*EXCERPT:*
·····

Lactose is a carbohydrate that is naturally found in cow’s milk. People who are lactose intolerant are unable to break lactose down into its single constituents (glucose and galactose) because they lack lactase, the enzyme needed to digest lactose. However, even those with a lactase deficiency are able to tolerate small amounts of lactose without any symptoms. In fact, those with lactose intolerance may even be able to tolerate yoghurt, as the naturally present bacteria may assist with the breakdown of lactose. In addition, cream cheese and cottage cheese contain only a small amount of lactose and seem to be generally well tolerated. Butter, cream and yellow cheese also contain negligible amounts of lactose and can therefore be enjoyed by everyone, even those who are lactose intolerant. And don't forget about lactose free milk which is now widely available and perfect for those who have issues with lactose.
Contrary to popular opinion, carbohydrates are not to be feared. In fact, they are our body’s preferred energy source. The brain alone uses 130 grams of carbohydrate every day. Carbohydrates are found in bread, rice, pasta, wholegrains, fruit, starchy vegetables, milk and yoghurt. You should absolutely be regularly includingthese foods in your daily diet, just be mindful of your portion sizes. However, beware of the unhealthy carbohydrates. Aim to limit confectionary, soft drinks, fruit juices, cakes and pastries, sweet biscuits and chocolate as much as possible. The evidence illustrates that if we exceed our daily energy requirements, we will gain weight irrespective of whether that excess energy comes from fat, protein, alcohol or carbohydrates. Moderation is the key – nothing new there.
What is gluten and should I avoid it?

·····

*REQUIRED WORK:*
1. Write out part of the nutrition passage word for word, starting at the words "Contrary to popular" and stopping after "nothing new there.".
2. In the nutrition passage, how many grams of carbohydrate does the brain use every day?

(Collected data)
·····

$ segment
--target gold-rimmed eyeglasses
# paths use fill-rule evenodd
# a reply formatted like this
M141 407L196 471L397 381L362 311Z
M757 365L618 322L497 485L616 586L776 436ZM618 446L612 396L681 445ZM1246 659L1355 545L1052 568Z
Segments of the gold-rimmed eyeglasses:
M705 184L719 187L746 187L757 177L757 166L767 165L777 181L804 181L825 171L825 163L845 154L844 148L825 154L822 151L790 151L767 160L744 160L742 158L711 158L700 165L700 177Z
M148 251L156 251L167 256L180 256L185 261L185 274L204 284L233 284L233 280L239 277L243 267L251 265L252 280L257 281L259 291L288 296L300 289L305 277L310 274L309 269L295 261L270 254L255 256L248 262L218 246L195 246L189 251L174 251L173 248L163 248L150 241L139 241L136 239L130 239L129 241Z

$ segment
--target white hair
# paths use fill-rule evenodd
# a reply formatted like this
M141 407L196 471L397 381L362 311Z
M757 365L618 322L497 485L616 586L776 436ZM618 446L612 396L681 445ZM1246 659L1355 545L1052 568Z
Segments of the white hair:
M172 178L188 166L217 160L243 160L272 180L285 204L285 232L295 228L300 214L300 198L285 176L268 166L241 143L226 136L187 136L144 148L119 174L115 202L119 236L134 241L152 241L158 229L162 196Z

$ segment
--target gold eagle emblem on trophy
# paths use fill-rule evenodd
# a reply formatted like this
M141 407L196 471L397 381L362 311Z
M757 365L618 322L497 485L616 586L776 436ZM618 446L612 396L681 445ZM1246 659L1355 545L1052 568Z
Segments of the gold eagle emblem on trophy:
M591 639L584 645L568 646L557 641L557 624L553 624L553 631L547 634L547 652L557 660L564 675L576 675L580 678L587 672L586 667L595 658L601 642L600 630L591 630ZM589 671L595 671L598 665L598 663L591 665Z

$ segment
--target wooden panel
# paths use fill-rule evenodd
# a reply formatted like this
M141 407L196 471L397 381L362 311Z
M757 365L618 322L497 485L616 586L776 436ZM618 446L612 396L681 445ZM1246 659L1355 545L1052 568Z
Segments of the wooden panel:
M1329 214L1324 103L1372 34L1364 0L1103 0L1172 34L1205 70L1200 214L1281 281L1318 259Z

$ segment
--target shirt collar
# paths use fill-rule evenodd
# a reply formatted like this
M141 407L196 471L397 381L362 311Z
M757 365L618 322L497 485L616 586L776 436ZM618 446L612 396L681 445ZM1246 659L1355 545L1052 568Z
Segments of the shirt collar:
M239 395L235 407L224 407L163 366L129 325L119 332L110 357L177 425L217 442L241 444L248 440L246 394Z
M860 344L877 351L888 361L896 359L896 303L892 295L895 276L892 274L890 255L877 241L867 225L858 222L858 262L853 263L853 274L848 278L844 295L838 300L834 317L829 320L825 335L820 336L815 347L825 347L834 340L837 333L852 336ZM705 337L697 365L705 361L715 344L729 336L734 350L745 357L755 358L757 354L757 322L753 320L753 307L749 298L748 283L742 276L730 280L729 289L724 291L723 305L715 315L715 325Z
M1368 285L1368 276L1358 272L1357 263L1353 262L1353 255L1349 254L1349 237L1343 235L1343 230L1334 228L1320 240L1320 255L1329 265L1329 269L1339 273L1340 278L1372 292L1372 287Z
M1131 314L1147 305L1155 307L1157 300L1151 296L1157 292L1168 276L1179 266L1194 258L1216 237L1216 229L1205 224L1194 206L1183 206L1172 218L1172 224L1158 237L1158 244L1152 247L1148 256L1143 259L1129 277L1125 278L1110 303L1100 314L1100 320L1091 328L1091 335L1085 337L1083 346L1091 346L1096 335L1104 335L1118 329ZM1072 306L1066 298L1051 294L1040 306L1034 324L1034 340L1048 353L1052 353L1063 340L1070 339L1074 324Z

·····

*SOLUTIONS:*
1.
Contrary to popular opinion, carbohydrates are not to be feared. In fact, they are our body’s preferred energy source. The brain alone uses 130 grams of carbohydrate every day. Carbohydrates are found in bread, rice, pasta, wholegrains, fruit, starchy vegetables, milk and yoghurt. You should absolutely be regularly includingthese foods in your daily diet, just be mindful of your portion sizes. However, beware of the unhealthy carbohydrates. Aim to limit confectionary, soft drinks, fruit juices, cakes and pastries, sweet biscuits and chocolate as much as possible. The evidence illustrates that if we exceed our daily energy requirements, we will gain weight irrespective of whether that excess energy comes from fat, protein, alcohol or carbohydrates. Moderation is the key – nothing new there.

2. 130 grams